- _Instructions for the task_
Turn the stretch of the listing below, from the line containing "Per instance of the distant" through the end of the listing, into a JSON list of strings with one string per line, leaving out any blank lines.

- _Data_

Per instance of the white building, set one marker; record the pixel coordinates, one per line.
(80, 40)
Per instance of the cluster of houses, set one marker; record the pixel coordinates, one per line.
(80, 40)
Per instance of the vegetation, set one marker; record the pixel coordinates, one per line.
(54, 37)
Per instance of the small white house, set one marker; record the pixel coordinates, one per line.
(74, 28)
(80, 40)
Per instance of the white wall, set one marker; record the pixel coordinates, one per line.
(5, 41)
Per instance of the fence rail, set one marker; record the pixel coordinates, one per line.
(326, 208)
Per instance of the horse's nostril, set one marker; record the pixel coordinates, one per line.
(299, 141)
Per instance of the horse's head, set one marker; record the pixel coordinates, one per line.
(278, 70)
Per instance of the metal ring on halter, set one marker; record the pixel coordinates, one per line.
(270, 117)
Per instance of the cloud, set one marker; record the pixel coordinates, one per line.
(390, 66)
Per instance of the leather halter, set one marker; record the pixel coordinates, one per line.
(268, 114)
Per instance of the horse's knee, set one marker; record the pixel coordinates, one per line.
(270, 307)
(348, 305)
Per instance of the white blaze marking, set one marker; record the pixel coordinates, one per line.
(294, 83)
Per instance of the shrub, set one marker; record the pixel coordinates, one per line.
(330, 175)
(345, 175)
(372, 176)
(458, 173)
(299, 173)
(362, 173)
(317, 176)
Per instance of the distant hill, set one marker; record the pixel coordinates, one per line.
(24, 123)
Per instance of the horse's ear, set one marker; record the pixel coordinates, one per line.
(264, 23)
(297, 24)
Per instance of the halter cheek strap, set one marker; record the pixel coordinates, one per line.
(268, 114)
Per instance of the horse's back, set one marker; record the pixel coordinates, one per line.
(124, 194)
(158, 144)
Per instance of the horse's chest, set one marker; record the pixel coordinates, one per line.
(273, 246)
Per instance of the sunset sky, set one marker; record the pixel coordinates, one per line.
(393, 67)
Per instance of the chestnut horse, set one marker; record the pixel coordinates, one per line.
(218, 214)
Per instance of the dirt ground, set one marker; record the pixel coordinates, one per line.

- _Result for this task_
[
  "Per instance of the distant hill, set one marker; record the pixel coordinates, one per line.",
  "(24, 123)",
  "Per instance of the horse's ear, set one marker; record the pixel coordinates, one per line.",
  "(264, 23)",
  "(297, 24)",
  "Per instance of the halter cheek strap, set one marker; record the pixel coordinates, one per line.",
  "(268, 114)",
  "Per instance of the horse's back, set one marker; record the pixel coordinates, one per line.",
  "(124, 194)",
  "(158, 144)",
  "Per instance of the horse's chest, set one marker; record the pixel coordinates, one per line.",
  "(273, 246)",
  "Per instance of the sunset sky, set one marker; record the pixel coordinates, one per line.",
  "(393, 67)",
  "Per instance of the chestnut horse, set one marker; record the pixel coordinates, one per line.",
  "(218, 214)",
  "Per instance of the dirt ground, set one marker; record the pixel coordinates, one per line."
]